**Document source:**
◆ ◆ ◆ ◆ ◆
La reconversion, parent pauvre des politiques d…
Dans un contexte où le nombre de reportings et de contraintes imposées par BCBS 239 se multiplient, nous avons eu la chance de pouvoir échanger avec David Leclerc sur ce sujet. Il nous livre sa vision sur les problématiques soulevées par ANACREDIT et BIRD.
En quelques mots, pouvez-vous nous décrire le projet Anacrédit ?
Anacrédit est un projet de la banque centrale européenne (BCE – Département Statistiques) dont l’objectif est de créer une base de données statistiques sur les crédits accordés par les établissements de crédit au sein de la zone euro.
Anacrédit est une base extrêmement granulaire puisqu’elle est réalisée à un niveau « loan by loan », comportant chacun une centaine d’attributs. Cette base regroupe à la fois des données comptables (impairment, forbearance …), liquidité (encumbrance) et risques (probabilité de défaut …). La BCE avait d’ailleurs évoqué lors des premiers échanges, que grâce au projet Anacrédit, elle serait capable de reconstituer elle-même le COREP et le FINREP mais cette éventualité ne semble plus à l’ordre du jour. Ce projet de grande ampleur commence par l’harmonisation au niveau européen de la collecte de centralisation des risques sur base individuelle (activités domestiques), à noter que cette collecte n’existe d’ailleurs pas dans tous les états membres (notamment aux Pays-Bas).
Pouvez-vous nous rappeler les principales étapes qui ont jalonné ce projet ?
Dès le début du projet, nous avons pris part aux travaux de place sur le sujet. Le premier atelier a été initié par la BCE en Février 2014, avec comme principal objectif de présenter le projet Anacrédit et de recueillir les premières réactions des acteurs de place. En Juin 2014, un exercice de cost assessment a été mené auprès des banques et des banques centrales nationales. L’enjeu était d’évaluer les impacts de ce nouveau reporting en termes de revue des processus, d’architecture fonctionnelle et applicative mais également en termes de coûts.
Les principaux retours ont notamment fait état de la difficulté à remonter les données relatives à des prêts octroyés à des personnes physiques, non pas tant pour l’aspect volumétrie que pour la question juridique de protection des données. A noter que dans la phase 1 du projet (Septembre 2018), seuls les prêts aux entreprises seront concernés. L’éventualité d’une exigence de reporting sur les prêts aux personnes physiques est à l’étude par la BCE pour mise en application dans une phase ultérieure.
◆ ◆ ◆ ◆ ◆
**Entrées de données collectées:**
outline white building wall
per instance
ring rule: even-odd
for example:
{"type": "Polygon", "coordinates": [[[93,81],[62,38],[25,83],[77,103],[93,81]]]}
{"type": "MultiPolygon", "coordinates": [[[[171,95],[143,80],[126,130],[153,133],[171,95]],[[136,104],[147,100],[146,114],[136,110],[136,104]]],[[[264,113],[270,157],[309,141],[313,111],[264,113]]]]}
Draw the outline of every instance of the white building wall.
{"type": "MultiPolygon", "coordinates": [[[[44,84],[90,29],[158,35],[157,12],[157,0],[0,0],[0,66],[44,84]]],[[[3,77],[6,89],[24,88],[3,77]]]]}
◆ ◆ ◆ ◆ ◆
**Tâches à réaliser:**
- a) Dans le document source, recopiez le passage qui va de « Pouvez-vous nous rappeler » jusqu'à « termes de coûts. » inclus, en renommant « atelier » en « séminaire ».
- b) Répondez à ces questions d'après le document source :
(i) Quel département de la BCE mène le projet Anacrédit ?
(ii) À quelle date la BCE a-t-elle lancé le premier atelier ?
(iii) Quels prêts seront seuls concernés dans la phase 1 du projet ?

**Corrigé des tâches:**
- a)
Pouvez-vous nous rappeler les principales étapes qui ont jalonné ce projet ?
Dès le début du projet, nous avons pris part aux travaux de place sur le sujet. Le premier séminaire a été initié par la BCE en Février 2014, avec comme principal objectif de présenter le projet Anacrédit et de recueillir les premières réactions des acteurs de place. En Juin 2014, un exercice de cost assessment a été mené auprès des banques et des banques centrales nationales. L’enjeu était d’évaluer les impacts de ce nouveau reporting en termes de revue des processus, d’architecture fonctionnelle et applicative mais également en termes de coûts.

- b)
(i) Le Département Statistiques.
(ii) En février 2014.
(iii) Les prêts aux entreprises.